Problem to solve: Update the entries below by replacing every "instance" with "occurrence" and keeping everything else unchanged. Leave the pictures out of your answer.

[Excerpts from point annotation data]
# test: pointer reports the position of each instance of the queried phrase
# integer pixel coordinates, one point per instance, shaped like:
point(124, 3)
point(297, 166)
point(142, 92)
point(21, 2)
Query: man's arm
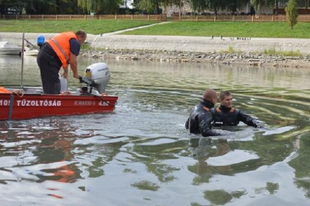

Task response:
# test: pointer reports the position of each occurrence of the queried phrase
# integer pixel coordinates, one point per occurrence, shaped like:
point(124, 3)
point(297, 166)
point(142, 92)
point(21, 2)
Query: man's arm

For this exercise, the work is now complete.